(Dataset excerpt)

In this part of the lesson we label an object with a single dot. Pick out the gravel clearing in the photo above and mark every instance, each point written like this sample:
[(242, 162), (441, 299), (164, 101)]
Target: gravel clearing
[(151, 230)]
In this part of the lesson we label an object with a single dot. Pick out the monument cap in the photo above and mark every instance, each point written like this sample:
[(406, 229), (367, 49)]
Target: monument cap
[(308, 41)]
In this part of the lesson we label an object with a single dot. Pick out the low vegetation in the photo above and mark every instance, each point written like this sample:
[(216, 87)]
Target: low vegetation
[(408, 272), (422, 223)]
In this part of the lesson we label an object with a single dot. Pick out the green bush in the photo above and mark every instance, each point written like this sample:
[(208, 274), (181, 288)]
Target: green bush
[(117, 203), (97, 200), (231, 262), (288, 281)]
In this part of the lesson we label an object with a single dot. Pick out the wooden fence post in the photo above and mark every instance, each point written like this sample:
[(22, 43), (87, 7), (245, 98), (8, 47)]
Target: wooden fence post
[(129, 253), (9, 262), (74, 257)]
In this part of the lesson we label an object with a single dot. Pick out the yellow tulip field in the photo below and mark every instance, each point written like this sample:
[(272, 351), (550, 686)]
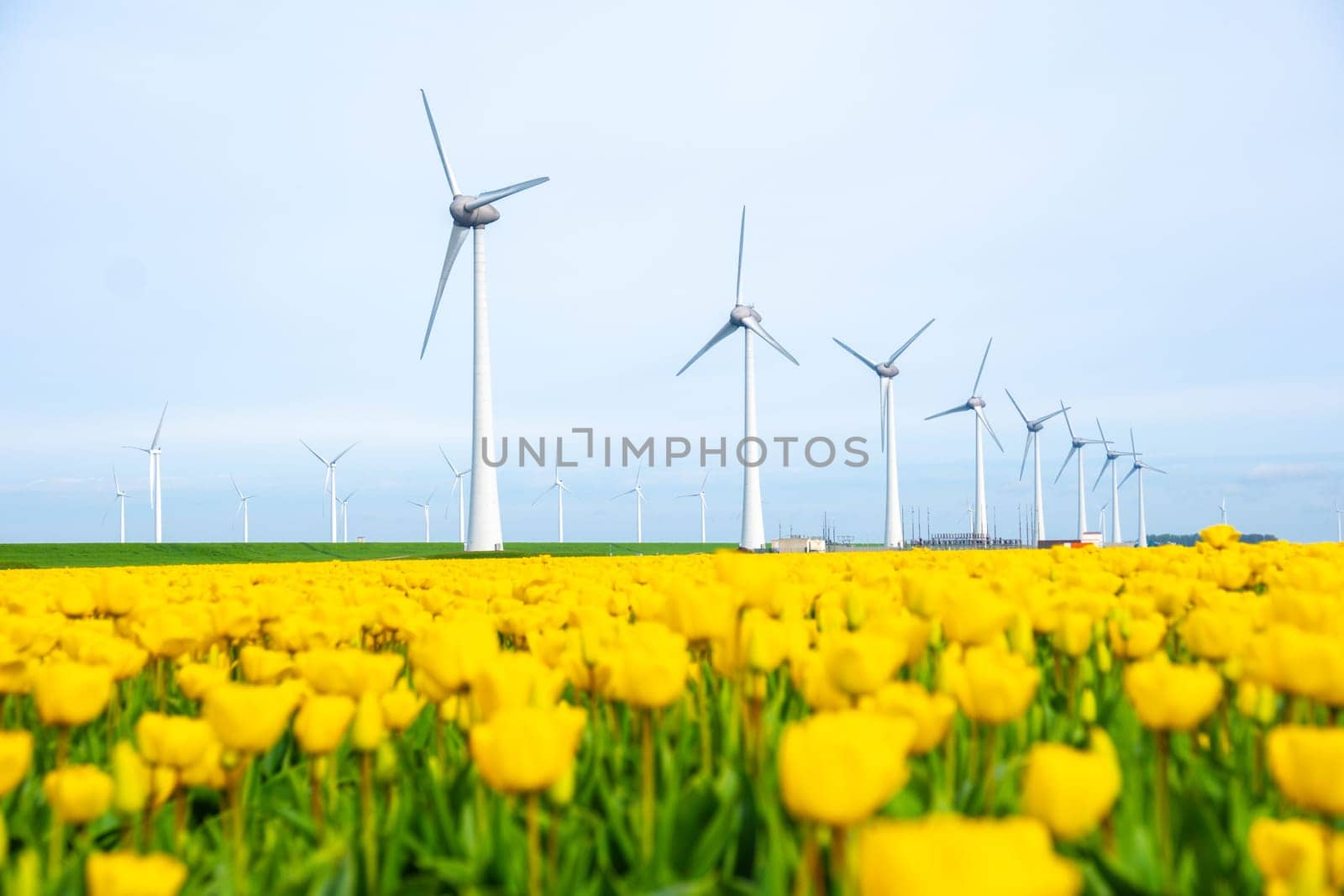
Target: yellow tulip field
[(972, 721)]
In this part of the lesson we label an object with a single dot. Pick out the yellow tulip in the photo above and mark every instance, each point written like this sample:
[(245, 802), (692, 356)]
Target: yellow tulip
[(840, 768), (15, 759), (1072, 790), (134, 875), (528, 748), (944, 855), (172, 741), (994, 685), (1173, 698), (1305, 763), (249, 718), (322, 723), (71, 694), (77, 794)]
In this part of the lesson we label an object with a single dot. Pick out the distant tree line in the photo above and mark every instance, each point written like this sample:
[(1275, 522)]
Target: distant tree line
[(1189, 540)]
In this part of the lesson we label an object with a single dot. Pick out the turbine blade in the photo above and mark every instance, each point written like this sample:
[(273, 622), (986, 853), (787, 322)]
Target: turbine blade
[(871, 365), (981, 371), (951, 410), (714, 340), (900, 351), (1019, 407), (743, 237), (495, 195), (448, 170), (454, 246), (160, 429), (1065, 465), (754, 325)]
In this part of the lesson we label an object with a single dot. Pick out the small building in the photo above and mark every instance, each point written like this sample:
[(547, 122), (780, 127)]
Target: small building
[(799, 544)]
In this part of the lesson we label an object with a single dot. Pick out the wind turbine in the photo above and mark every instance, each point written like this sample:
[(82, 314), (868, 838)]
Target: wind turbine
[(344, 516), (425, 506), (887, 371), (638, 506), (1034, 427), (242, 506), (121, 496), (699, 495), (746, 318), (978, 405), (474, 212), (461, 495), (156, 493), (559, 488), (329, 484), (1112, 454), (1139, 468), (1079, 443)]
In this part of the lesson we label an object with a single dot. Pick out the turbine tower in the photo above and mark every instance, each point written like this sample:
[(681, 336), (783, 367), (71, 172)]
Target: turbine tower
[(978, 405), (699, 495), (156, 495), (1079, 443), (329, 484), (484, 530), (425, 506), (746, 318), (559, 488), (242, 506), (120, 497), (638, 506), (1139, 468), (461, 496), (1034, 429), (887, 371), (1112, 456)]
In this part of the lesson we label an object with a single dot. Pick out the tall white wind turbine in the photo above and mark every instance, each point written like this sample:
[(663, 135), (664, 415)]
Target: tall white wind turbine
[(638, 506), (746, 318), (978, 405), (156, 496), (1139, 468), (242, 506), (1079, 443), (1034, 429), (344, 516), (887, 371), (329, 484), (1112, 456), (559, 488), (461, 495), (423, 506), (118, 499), (484, 530), (699, 495)]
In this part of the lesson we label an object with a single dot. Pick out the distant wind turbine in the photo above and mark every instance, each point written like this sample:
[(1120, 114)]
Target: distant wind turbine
[(461, 495), (1034, 429), (156, 492), (746, 318), (1112, 456), (1139, 468), (699, 495), (329, 484), (559, 488), (242, 506), (486, 532), (425, 506), (887, 371), (1079, 443), (978, 405), (638, 506)]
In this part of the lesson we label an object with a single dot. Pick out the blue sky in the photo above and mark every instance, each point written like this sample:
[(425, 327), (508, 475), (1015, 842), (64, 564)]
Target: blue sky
[(239, 210)]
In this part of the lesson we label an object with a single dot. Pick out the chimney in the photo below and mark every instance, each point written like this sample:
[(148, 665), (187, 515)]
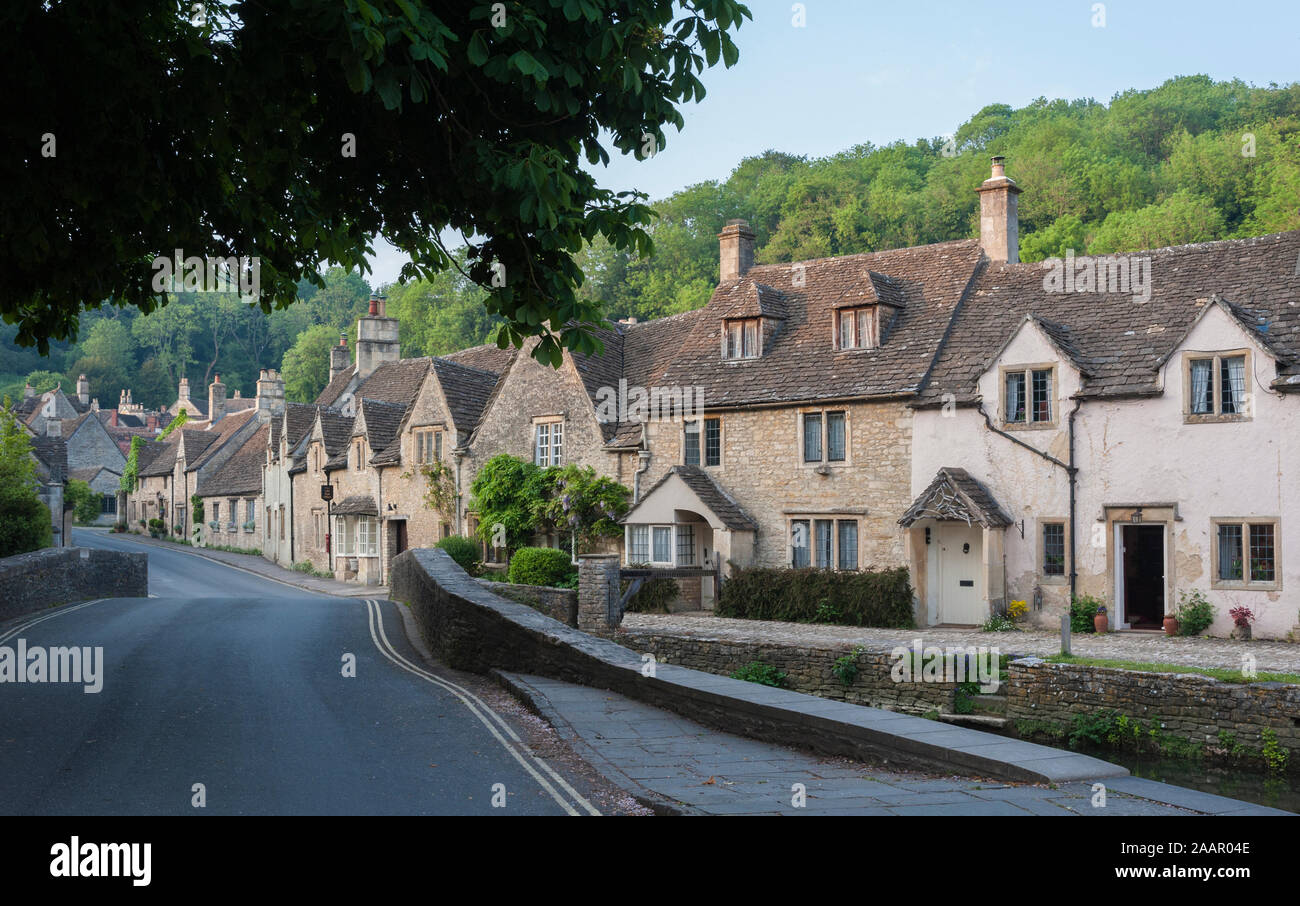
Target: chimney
[(736, 251), (216, 401), (376, 339), (999, 221), (339, 358), (271, 394)]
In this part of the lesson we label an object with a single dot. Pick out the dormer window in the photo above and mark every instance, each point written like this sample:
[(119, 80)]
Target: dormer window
[(742, 339), (856, 329)]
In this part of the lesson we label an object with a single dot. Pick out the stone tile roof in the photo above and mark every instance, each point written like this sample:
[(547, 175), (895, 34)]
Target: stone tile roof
[(52, 453), (356, 504), (1123, 342), (710, 494), (467, 391), (800, 362), (241, 475), (956, 495), (336, 388)]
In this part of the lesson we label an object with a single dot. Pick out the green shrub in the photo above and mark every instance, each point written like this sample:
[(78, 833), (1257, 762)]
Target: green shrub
[(464, 551), (654, 595), (757, 671), (542, 566), (1195, 614), (866, 598), (1083, 610)]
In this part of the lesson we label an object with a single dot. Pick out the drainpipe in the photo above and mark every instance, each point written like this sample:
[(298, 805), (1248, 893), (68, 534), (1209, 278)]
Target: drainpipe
[(1070, 469)]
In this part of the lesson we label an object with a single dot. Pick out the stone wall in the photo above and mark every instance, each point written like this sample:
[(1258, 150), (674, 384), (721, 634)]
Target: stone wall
[(1188, 706), (59, 576), (807, 670), (557, 603)]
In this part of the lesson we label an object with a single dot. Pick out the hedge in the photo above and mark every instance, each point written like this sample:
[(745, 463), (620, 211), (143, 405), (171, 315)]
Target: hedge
[(542, 566), (867, 598)]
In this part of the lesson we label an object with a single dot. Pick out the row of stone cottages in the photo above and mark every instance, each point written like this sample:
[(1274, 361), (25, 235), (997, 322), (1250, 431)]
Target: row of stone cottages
[(1123, 427)]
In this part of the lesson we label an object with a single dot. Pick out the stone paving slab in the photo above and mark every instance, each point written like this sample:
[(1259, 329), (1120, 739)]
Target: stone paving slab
[(684, 767), (1270, 657)]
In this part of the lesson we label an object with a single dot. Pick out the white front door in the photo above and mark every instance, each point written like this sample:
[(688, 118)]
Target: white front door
[(960, 568)]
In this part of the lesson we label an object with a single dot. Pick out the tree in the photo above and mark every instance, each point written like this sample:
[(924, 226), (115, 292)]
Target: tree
[(25, 521), (306, 367), (86, 504), (394, 117)]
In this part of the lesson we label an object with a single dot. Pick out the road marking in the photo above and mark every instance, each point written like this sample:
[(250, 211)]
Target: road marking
[(47, 616), (480, 710)]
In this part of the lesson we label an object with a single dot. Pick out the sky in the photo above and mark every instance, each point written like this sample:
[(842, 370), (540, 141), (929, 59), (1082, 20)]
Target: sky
[(872, 70)]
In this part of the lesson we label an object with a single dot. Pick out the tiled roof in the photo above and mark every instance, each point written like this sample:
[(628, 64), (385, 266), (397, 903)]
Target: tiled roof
[(956, 495), (1121, 341), (710, 494), (800, 362), (241, 475), (467, 391), (336, 388)]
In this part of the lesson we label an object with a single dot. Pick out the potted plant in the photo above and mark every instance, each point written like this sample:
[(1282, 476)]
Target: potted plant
[(1243, 618)]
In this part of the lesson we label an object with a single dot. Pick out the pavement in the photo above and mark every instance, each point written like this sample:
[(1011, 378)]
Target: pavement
[(676, 766), (254, 563), (1148, 647)]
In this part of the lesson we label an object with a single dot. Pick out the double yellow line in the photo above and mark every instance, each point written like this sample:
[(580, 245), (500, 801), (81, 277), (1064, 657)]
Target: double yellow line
[(542, 772)]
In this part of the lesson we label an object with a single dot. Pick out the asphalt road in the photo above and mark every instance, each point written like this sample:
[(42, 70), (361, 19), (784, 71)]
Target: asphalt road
[(235, 683)]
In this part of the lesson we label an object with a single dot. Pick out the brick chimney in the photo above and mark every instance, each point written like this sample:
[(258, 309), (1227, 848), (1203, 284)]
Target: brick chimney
[(376, 338), (999, 221), (339, 358), (736, 251), (216, 401), (271, 394)]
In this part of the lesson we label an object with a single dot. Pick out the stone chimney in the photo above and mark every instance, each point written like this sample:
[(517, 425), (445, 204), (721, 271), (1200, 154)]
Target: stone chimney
[(736, 251), (216, 401), (376, 338), (271, 394), (339, 358), (999, 221)]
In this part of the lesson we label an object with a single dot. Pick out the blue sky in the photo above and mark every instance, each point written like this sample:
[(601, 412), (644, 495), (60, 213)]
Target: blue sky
[(867, 70)]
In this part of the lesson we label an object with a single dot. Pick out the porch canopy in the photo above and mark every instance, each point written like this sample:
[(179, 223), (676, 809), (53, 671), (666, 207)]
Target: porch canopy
[(954, 495)]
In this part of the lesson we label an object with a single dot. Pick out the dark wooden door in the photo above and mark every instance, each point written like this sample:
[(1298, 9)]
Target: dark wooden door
[(1144, 576)]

• Exercise task
Scale the listing starting at its first line and ending at the line that contains "[(151, 230)]", both ends included. Reproduce those lines in full, multiplying only the coordinates in the answer points by 1.6 and rounding them to whole numbers, with halves rounded up.

• Finished answer
In this part of the lesson we label an object with a single dot. Pick out the gravel clearing in the photo above and mark every instance, each point written like this sample:
[(242, 162), (441, 299), (164, 101)]
Target: gravel clearing
[(242, 368)]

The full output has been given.